# 課題 1:
次のリストから、文字列「plate」を含む行をすべて抜き出してください。

# 提供テキスト:

::::

要は、劉禅が自分に敗戦の責任を押し付けないなら、誰に押し付けるか?を議論してるつもりなんです。
(PC)
4 巫俊(ふしゅん)
>>3
朱家さんの提案は興味深いです。
又、論旨も明確ですから、考えさせられる内容です。

とっさに考えが浮かびませんが、劉禅は日本の中世で例えれば「鎌倉国家」(鎌倉幕府、鎌倉将軍府)や「奥州国家」(平泉政権、奥州将軍府、奥州探題)の主権者にあたるのではないでしょうか。
日本では「新皇」を称した平将門が滅びて以来、地方の割拠勢力が「天皇」や「皇帝」を称して自立したことはないですが(南朝はもともと天皇なので「自立」から除外します)、劉禅はその「皇帝」版だと考えます。

魏は蜀を滅ぼしても、「皇帝」を称したことを「誤り」であったと認めるだけで安楽公に封じて許しています。
本来、大逆罪なのですから劉禅の三族(近親)を夷(皆殺し)としても足りないくらいです。
ところが許されているので、「皇帝」であったかは不問にされてるといっていいでしょう。つまり条件は鎌倉国家や奥州国家と同じです。

さて、私は魏側の下した劉禅への責任についてあまり述べていないですが、それは当時の支配階層の論理で「責任」を追求することにさしあたりの意味を見出せないからです。

共産国家の首長の責任を私たちが要求する場合、相手国の支配する論理にそって責任を要求する訳ではありません。そういう必要はないです。

三国国家の首長の場合も、その責任は私たちの方法で取って頂きます。
私たちが要求する責任なのだから、人民から搾取して後宮を営む君主に、「君主制の原則」とやらを尊重して批判しなければルールに反すると主張されても、私は容認する気はありません。

私は「宇宙艦隊」と「タイムトラベル機構」さえ指揮下にあれば、躊躇なく三国国家を滅ぼしますので。

::::

# データ行:
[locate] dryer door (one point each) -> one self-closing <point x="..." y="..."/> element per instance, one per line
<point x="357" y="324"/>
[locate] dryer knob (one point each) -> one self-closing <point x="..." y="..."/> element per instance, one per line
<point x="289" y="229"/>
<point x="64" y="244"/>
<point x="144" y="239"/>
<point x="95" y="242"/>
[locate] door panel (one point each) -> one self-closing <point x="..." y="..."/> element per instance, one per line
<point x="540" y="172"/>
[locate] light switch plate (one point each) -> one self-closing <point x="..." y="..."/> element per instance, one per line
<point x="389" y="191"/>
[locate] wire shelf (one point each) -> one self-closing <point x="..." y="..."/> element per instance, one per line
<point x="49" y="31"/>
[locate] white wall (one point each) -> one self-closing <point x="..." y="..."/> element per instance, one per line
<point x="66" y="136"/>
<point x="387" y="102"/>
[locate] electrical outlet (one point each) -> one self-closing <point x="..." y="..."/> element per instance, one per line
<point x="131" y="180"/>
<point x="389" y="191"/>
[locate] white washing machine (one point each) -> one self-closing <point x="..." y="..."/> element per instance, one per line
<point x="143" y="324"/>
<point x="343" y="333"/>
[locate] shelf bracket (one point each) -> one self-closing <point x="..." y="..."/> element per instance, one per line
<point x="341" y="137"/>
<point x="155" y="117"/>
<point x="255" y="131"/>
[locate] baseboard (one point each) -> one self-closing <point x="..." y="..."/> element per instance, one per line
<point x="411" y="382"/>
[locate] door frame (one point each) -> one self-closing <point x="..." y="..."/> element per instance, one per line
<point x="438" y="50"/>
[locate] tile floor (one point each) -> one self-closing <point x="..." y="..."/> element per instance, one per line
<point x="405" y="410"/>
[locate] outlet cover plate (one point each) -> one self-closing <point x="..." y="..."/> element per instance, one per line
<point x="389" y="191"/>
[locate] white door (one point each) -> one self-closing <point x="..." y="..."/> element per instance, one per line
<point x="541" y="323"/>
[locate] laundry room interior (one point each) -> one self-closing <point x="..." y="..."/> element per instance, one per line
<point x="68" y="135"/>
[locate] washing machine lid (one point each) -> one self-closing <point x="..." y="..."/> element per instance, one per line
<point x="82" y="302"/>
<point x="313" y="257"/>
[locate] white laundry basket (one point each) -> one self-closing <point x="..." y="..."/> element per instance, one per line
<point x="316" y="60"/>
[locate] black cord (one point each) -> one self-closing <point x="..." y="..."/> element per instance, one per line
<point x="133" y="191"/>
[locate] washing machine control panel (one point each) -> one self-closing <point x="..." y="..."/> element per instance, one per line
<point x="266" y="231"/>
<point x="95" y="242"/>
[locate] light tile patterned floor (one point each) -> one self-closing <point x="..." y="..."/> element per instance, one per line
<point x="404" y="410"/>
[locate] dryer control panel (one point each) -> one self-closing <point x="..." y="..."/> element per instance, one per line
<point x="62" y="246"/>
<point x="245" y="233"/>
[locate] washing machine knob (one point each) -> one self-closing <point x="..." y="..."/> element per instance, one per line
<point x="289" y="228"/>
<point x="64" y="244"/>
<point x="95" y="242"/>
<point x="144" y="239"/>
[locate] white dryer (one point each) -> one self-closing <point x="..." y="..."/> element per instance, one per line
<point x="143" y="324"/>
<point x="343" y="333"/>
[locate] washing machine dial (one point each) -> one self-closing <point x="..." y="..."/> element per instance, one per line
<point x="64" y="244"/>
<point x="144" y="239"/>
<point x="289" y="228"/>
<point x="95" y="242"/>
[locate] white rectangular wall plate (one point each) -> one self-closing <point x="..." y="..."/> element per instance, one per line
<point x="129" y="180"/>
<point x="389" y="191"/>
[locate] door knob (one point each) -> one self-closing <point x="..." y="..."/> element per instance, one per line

::::

# 課題 2:
上の提供テキストで「とっさに考えが浮かびませんが」から始まり「三国国家の首長の場合も、その責任は私たちの方法で取って頂きます。」で終わる部分を、「鎌倉国家」を「関東国家」に置き換えて書き直してください。

# 出力結果 1:
[locate] light switch plate (one point each) -> one self-closing <point x="..." y="..."/> element per instance, one per line
[locate] outlet cover plate (one point each) -> one self-closing <point x="..." y="..."/> element per instance, one per line
[locate] white rectangular wall plate (one point each) -> one self-closing <point x="..." y="..."/> element per instance, one per line

# 出力結果 2:
とっさに考えが浮かびませんが、劉禅は日本の中世で例えれば「関東国家」(鎌倉幕府、鎌倉将軍府)や「奥州国家」(平泉政権、奥州将軍府、奥州探題)の主権者にあたるのではないでしょうか。
日本では「新皇」を称した平将門が滅びて以来、地方の割拠勢力が「天皇」や「皇帝」を称して自立したことはないですが(南朝はもともと天皇なので「自立」から除外します)、劉禅はその「皇帝」版だと考えます。

魏は蜀を滅ぼしても、「皇帝」を称したことを「誤り」であったと認めるだけで安楽公に封じて許しています。
本来、大逆罪なのですから劉禅の三族(近親)を夷(皆殺し)としても足りないくらいです。
ところが許されているので、「皇帝」であったかは不問にされてるといっていいでしょう。つまり条件は関東国家や奥州国家と同じです。

さて、私は魏側の下した劉禅への責任についてあまり述べていないですが、それは当時の支配階層の論理で「責任」を追求することにさしあたりの意味を見出せないからです。

共産国家の首長の責任を私たちが要求する場合、相手国の支配する論理にそって責任を要求する訳ではありません。そういう必要はないです。

三国国家の首長の場合も、その責任は私たちの方法で取って頂きます。